● **WHAT TO DO**
Write everything below, from the line containing "Please trace the outline of every instance of the wooden" down to the end of the entries, as a numbered list, skipping blank lines and leaving out the pictures.
-- Begin --
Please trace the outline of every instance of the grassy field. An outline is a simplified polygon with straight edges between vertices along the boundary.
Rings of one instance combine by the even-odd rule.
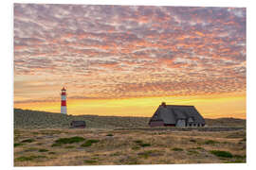
[[[86,128],[68,128],[69,121],[81,119]],[[246,162],[245,120],[209,119],[213,125],[192,128],[150,128],[148,120],[16,110],[14,165]]]
[[[35,111],[29,110],[14,110],[14,128],[68,128],[73,120],[84,120],[88,128],[149,128],[150,117],[121,117],[97,115],[64,115]],[[220,118],[206,119],[208,127],[246,127],[245,119]]]
[[[15,166],[246,162],[246,132],[15,129]]]

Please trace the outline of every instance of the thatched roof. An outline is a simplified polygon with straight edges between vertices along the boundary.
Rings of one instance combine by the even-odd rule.
[[[178,119],[184,119],[188,123],[205,124],[205,119],[197,111],[194,106],[165,105],[158,107],[151,121],[163,121],[164,124],[176,124]]]

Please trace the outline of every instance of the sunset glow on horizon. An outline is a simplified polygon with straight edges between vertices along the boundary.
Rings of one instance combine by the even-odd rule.
[[[14,5],[14,108],[246,118],[245,8]]]

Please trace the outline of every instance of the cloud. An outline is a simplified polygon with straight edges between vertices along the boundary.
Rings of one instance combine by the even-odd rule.
[[[50,76],[56,90],[66,85],[74,98],[246,91],[246,13],[243,8],[15,4],[15,78]],[[40,82],[33,88],[52,91]],[[29,83],[16,88],[23,89],[19,96],[29,96]]]

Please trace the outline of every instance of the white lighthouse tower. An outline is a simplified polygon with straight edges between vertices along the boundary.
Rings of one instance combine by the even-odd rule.
[[[64,87],[62,89],[62,106],[61,113],[66,114],[66,93]]]

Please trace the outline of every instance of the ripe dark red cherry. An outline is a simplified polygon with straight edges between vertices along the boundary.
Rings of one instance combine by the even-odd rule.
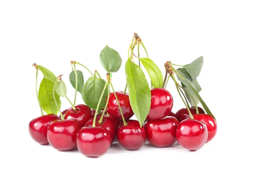
[[[47,144],[47,130],[50,123],[55,120],[59,119],[58,116],[49,114],[35,118],[30,121],[29,131],[32,138],[41,144]]]
[[[167,90],[163,88],[154,88],[151,91],[151,105],[147,119],[156,120],[166,116],[172,108],[172,96]]]
[[[58,150],[71,150],[76,147],[76,137],[80,128],[80,124],[75,119],[54,120],[48,127],[48,141]]]
[[[211,141],[217,133],[217,122],[216,120],[210,115],[199,114],[193,116],[195,120],[198,120],[205,124],[207,127],[208,136],[207,142]]]
[[[198,108],[199,114],[205,114],[205,112],[203,109],[200,107]],[[195,107],[189,108],[189,110],[192,115],[196,114],[196,109]],[[189,117],[189,113],[186,108],[182,108],[179,110],[175,114],[175,117],[178,119],[180,122],[183,120],[186,119]]]
[[[143,126],[140,128],[139,122],[135,120],[127,121],[127,125],[121,124],[117,130],[116,137],[118,142],[128,150],[137,150],[146,141],[146,133]]]
[[[115,123],[113,122],[108,117],[104,116],[103,119],[102,119],[102,122],[99,123],[99,121],[100,119],[101,115],[99,115],[96,118],[96,122],[95,122],[95,125],[96,127],[102,127],[105,128],[108,130],[108,133],[111,136],[111,144],[116,139],[116,130],[117,128]],[[93,118],[90,119],[85,124],[84,126],[87,127],[91,127],[93,126]]]
[[[198,150],[207,141],[207,127],[198,120],[186,119],[178,126],[176,137],[182,147],[191,150]]]
[[[64,119],[73,119],[76,120],[82,127],[89,119],[93,117],[92,110],[89,107],[84,105],[78,105],[75,107],[76,108],[75,110],[71,108],[67,111]]]
[[[79,151],[89,157],[99,157],[105,153],[111,144],[111,137],[105,128],[83,127],[76,135]]]
[[[130,103],[129,95],[127,94],[125,94],[121,91],[116,91],[116,94],[120,103],[125,119],[128,120],[134,114]],[[116,99],[116,97],[113,93],[111,93],[109,96],[107,111],[108,114],[115,119],[122,120],[118,104]]]
[[[178,120],[172,116],[148,120],[144,125],[147,140],[157,147],[171,146],[176,141],[176,130],[179,124]]]

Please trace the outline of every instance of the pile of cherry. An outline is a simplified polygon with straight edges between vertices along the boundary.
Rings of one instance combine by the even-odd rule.
[[[53,114],[41,116],[29,123],[32,138],[41,144],[50,144],[60,151],[71,150],[77,147],[83,155],[98,157],[105,153],[117,139],[129,150],[137,150],[145,142],[156,147],[166,147],[176,140],[182,147],[192,150],[201,148],[209,142],[217,131],[215,120],[205,114],[198,107],[189,108],[193,115],[191,119],[186,108],[172,112],[173,100],[171,94],[162,88],[152,89],[151,105],[147,119],[141,128],[137,120],[130,120],[134,115],[129,96],[116,92],[127,125],[124,125],[114,94],[111,93],[107,114],[100,120],[96,117],[96,127],[93,127],[95,111],[84,105],[75,106],[76,109],[62,112],[64,120]],[[102,113],[103,111],[102,111]]]

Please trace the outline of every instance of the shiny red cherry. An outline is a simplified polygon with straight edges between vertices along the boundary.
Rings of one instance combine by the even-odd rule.
[[[67,113],[67,111],[72,108],[69,108],[66,109],[64,110],[63,111],[62,111],[61,112],[61,113],[62,113],[62,115],[63,115],[63,116],[65,116],[65,114],[66,114],[66,113]],[[59,115],[59,117],[60,118],[60,119],[61,119],[61,115]]]
[[[117,128],[115,123],[113,122],[110,119],[104,116],[102,122],[99,123],[99,122],[100,119],[101,115],[99,115],[96,118],[96,122],[95,122],[95,125],[96,127],[102,127],[105,128],[108,130],[108,133],[110,134],[111,139],[111,144],[115,140],[116,136]],[[93,118],[90,119],[85,124],[84,126],[87,127],[91,127],[93,126]]]
[[[207,127],[205,124],[198,120],[186,119],[178,126],[176,137],[182,147],[196,150],[200,149],[207,141]]]
[[[198,107],[199,114],[205,114],[204,111],[200,107]],[[189,108],[189,110],[192,115],[196,114],[196,109],[195,107]],[[180,122],[183,120],[186,119],[189,116],[189,113],[186,108],[182,108],[179,110],[175,114],[175,117],[178,119]]]
[[[198,120],[205,124],[207,127],[208,136],[207,142],[211,141],[217,133],[217,122],[216,120],[210,115],[199,114],[193,116],[195,120]]]
[[[76,120],[82,127],[89,119],[93,117],[92,110],[89,107],[84,105],[78,105],[75,107],[76,108],[75,110],[71,108],[67,111],[64,119],[73,119]]]
[[[76,135],[79,151],[88,157],[99,157],[105,153],[111,144],[111,136],[102,127],[83,127]]]
[[[59,119],[58,116],[49,114],[35,118],[30,121],[29,131],[32,138],[41,144],[49,143],[47,139],[47,130],[50,123],[55,120]]]
[[[129,95],[121,91],[116,91],[116,94],[120,103],[121,108],[125,119],[128,120],[134,114],[130,103]],[[122,120],[118,104],[116,99],[116,97],[113,93],[111,93],[109,96],[109,100],[107,108],[107,111],[108,114],[115,119]]]
[[[146,141],[146,133],[143,126],[140,128],[139,122],[135,120],[127,121],[127,125],[121,124],[117,130],[116,137],[118,142],[128,150],[137,150]]]
[[[172,96],[167,90],[154,88],[151,91],[151,105],[147,116],[148,120],[156,120],[167,116],[173,105]]]
[[[147,140],[157,147],[171,146],[176,141],[176,130],[179,124],[178,120],[172,116],[148,120],[144,125]]]
[[[71,150],[76,147],[76,137],[80,128],[80,124],[75,119],[54,120],[48,127],[48,141],[58,150]]]

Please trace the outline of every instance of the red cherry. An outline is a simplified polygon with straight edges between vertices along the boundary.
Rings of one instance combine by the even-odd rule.
[[[103,127],[83,127],[76,135],[78,150],[86,156],[101,156],[107,152],[111,144],[110,134]]]
[[[173,99],[166,89],[157,88],[151,90],[151,105],[147,116],[148,120],[156,120],[167,116],[172,108]]]
[[[35,118],[30,121],[29,131],[32,138],[41,144],[49,143],[47,139],[47,130],[50,123],[59,119],[58,116],[49,114]]]
[[[208,136],[207,142],[211,141],[217,133],[217,122],[216,120],[210,115],[199,114],[193,116],[195,120],[198,120],[205,124],[207,127]]]
[[[196,120],[186,119],[176,130],[176,137],[180,146],[191,150],[200,149],[207,141],[206,125]]]
[[[67,110],[64,119],[73,119],[76,120],[82,127],[84,125],[88,120],[93,117],[92,110],[89,107],[84,105],[78,105],[75,107],[76,109],[75,110],[72,108]]]
[[[99,121],[100,119],[101,115],[99,115],[96,118],[96,122],[95,122],[95,125],[96,127],[102,127],[105,128],[108,130],[108,133],[111,136],[111,144],[113,143],[116,138],[116,125],[110,119],[106,117],[105,115],[104,116],[103,119],[102,119],[102,123],[99,123]],[[90,119],[85,124],[84,126],[87,127],[91,127],[93,126],[93,118]]]
[[[76,136],[80,128],[80,124],[75,119],[54,120],[48,127],[48,141],[58,150],[71,150],[76,147]]]
[[[128,150],[137,150],[146,141],[146,133],[143,126],[140,128],[139,122],[135,120],[127,121],[127,125],[121,124],[116,135],[118,142],[122,146]]]
[[[66,114],[66,113],[67,113],[67,111],[72,108],[69,108],[66,109],[64,110],[63,111],[62,111],[61,112],[61,113],[62,113],[62,115],[63,115],[63,116],[65,116],[65,114]],[[60,119],[61,119],[61,115],[59,115],[59,117],[60,118]]]
[[[125,119],[128,120],[134,114],[130,103],[129,95],[121,91],[116,91],[116,94],[120,103],[121,108]],[[107,111],[108,114],[115,119],[122,120],[118,104],[116,99],[116,97],[113,93],[111,93],[109,96],[109,100],[107,108]]]
[[[204,111],[200,107],[198,107],[199,114],[205,114]],[[189,108],[189,110],[192,115],[196,114],[196,109],[195,107]],[[189,113],[186,108],[182,108],[179,110],[175,114],[175,117],[181,122],[183,120],[190,117]]]
[[[171,146],[176,141],[176,130],[180,123],[175,117],[147,121],[144,125],[148,141],[157,147]]]

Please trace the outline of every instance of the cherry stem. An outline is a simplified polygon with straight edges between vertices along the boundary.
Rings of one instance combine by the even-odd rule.
[[[111,85],[111,88],[112,88],[112,91],[113,91],[113,93],[115,95],[115,97],[116,97],[116,99],[117,102],[117,104],[118,104],[118,106],[119,107],[119,110],[120,110],[120,113],[121,113],[121,116],[122,116],[122,119],[123,122],[124,122],[124,125],[125,126],[126,126],[127,125],[127,123],[126,122],[126,121],[125,121],[125,119],[124,115],[123,115],[122,111],[121,108],[121,106],[120,105],[120,103],[119,102],[119,100],[118,100],[118,99],[117,98],[117,96],[116,96],[116,92],[114,90],[114,88],[113,87],[113,85],[112,84],[111,80],[109,81],[109,83],[110,83],[110,85]]]
[[[65,97],[66,97],[66,99],[67,99],[67,100],[68,102],[71,105],[71,107],[72,107],[72,108],[73,109],[73,110],[76,110],[76,107],[75,107],[75,105],[73,105],[73,103],[72,103],[72,102],[71,102],[70,100],[67,97],[67,96],[65,96]]]
[[[105,92],[105,91],[106,90],[106,88],[107,88],[107,86],[108,85],[108,81],[106,82],[106,84],[105,84],[105,86],[104,86],[104,88],[103,88],[103,91],[102,91],[101,96],[100,96],[100,98],[99,98],[99,103],[98,103],[98,105],[97,106],[97,108],[96,109],[96,111],[95,111],[95,115],[94,115],[94,118],[93,118],[93,127],[95,127],[96,126],[95,124],[96,123],[96,117],[97,117],[97,114],[98,114],[98,110],[99,110],[99,105],[100,104],[102,100],[102,97],[103,97],[103,95],[104,94],[104,93]]]
[[[127,89],[127,82],[126,82],[126,84],[125,85],[125,90],[124,91],[124,94],[126,93],[126,89]]]
[[[145,47],[145,46],[143,43],[142,41],[140,41],[140,43],[141,44],[141,45],[142,45],[143,48],[144,49],[144,50],[145,51],[145,52],[146,52],[146,54],[147,54],[147,57],[148,58],[148,51],[147,51],[147,49],[146,49],[146,48]]]
[[[140,68],[140,41],[138,42],[138,58],[139,58],[139,66]]]
[[[39,107],[40,108],[40,110],[41,111],[41,114],[42,116],[44,116],[44,113],[43,113],[43,110],[42,110],[42,107],[41,106],[41,104],[40,103],[40,101],[39,101],[39,97],[38,97],[38,93],[37,91],[37,77],[38,77],[38,69],[37,68],[36,68],[36,74],[35,74],[35,93],[36,93],[36,97],[38,99],[38,104],[39,105]]]
[[[78,85],[78,79],[77,79],[77,72],[76,71],[76,62],[74,62],[74,68],[75,68],[75,75],[76,76],[76,92],[75,92],[75,99],[74,99],[74,105],[76,105],[76,94],[77,93],[77,85]]]
[[[87,67],[85,67],[84,65],[83,65],[82,64],[81,64],[81,63],[79,63],[79,62],[76,62],[76,64],[78,64],[78,65],[81,65],[81,66],[83,66],[83,67],[84,67],[84,68],[85,68],[85,69],[86,69],[87,70],[88,70],[88,71],[89,72],[90,72],[90,74],[91,74],[92,75],[92,76],[93,76],[93,74],[92,73],[92,72],[91,72],[91,71],[90,71],[90,70],[89,70],[89,69],[88,69],[87,68]]]
[[[180,98],[182,99],[182,101],[183,101],[184,104],[186,106],[186,108],[188,110],[188,111],[189,112],[189,114],[190,118],[192,119],[193,119],[194,118],[193,117],[193,115],[192,115],[192,114],[191,113],[191,112],[190,112],[190,110],[189,110],[189,108],[187,105],[186,105],[186,102],[185,102],[185,101],[184,100],[184,99],[183,99],[183,98],[182,97],[182,96],[181,96],[181,94],[180,94],[180,89],[178,88],[178,85],[177,85],[177,82],[176,81],[176,80],[175,79],[175,77],[174,76],[174,75],[173,75],[173,74],[172,74],[172,78],[174,81],[175,86],[176,87],[176,88],[177,89],[177,91],[178,91],[178,92],[179,93],[179,94],[180,95]]]
[[[55,81],[55,82],[54,82],[54,85],[53,85],[53,89],[52,89],[52,96],[53,96],[53,100],[54,100],[54,102],[55,103],[55,105],[56,105],[56,107],[58,108],[60,114],[61,115],[61,120],[64,120],[64,117],[63,116],[63,115],[62,114],[62,113],[61,113],[61,110],[60,109],[60,108],[59,108],[58,105],[58,103],[57,103],[57,101],[56,101],[56,99],[55,98],[55,88],[56,87],[56,85],[57,84],[58,80],[58,78],[57,78],[56,79],[56,81]]]
[[[188,106],[189,106],[189,108],[190,107],[189,105],[189,102],[188,102],[188,100],[187,100],[186,98],[186,96],[185,96],[185,94],[184,94],[184,93],[183,93],[183,91],[182,91],[181,90],[180,87],[180,86],[178,86],[178,87],[179,88],[179,89],[180,89],[180,90],[181,92],[181,93],[182,94],[182,95],[183,95],[183,96],[185,98],[185,100],[186,100],[186,103],[187,105],[188,105]]]
[[[164,86],[164,88],[166,88],[166,86],[167,85],[167,83],[168,83],[168,82],[169,81],[169,79],[170,79],[170,77],[171,77],[171,75],[170,74],[169,74],[169,76],[168,76],[168,78],[167,79],[167,80],[166,81],[166,82],[165,83],[165,85]]]
[[[108,107],[108,101],[109,101],[109,94],[110,93],[110,90],[109,88],[109,83],[108,83],[108,98],[107,99],[107,102],[106,102],[106,105],[105,105],[105,108],[104,108],[104,110],[103,110],[103,112],[101,116],[100,117],[100,119],[99,121],[99,122],[101,123],[102,122],[102,121],[103,120],[103,117],[104,117],[104,114],[105,114],[105,112],[106,111],[106,109],[107,109],[107,107]]]

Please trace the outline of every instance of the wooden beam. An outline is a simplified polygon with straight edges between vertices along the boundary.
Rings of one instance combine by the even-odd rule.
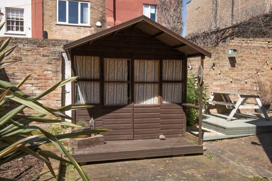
-- End --
● **WRITTEN SOLUTION**
1. Please trace the outline of every instance of the wooden beam. An outline is a simplified polygon with straight edges between vertices along the boundary.
2. Rings of one instance combine by the even-odd rule.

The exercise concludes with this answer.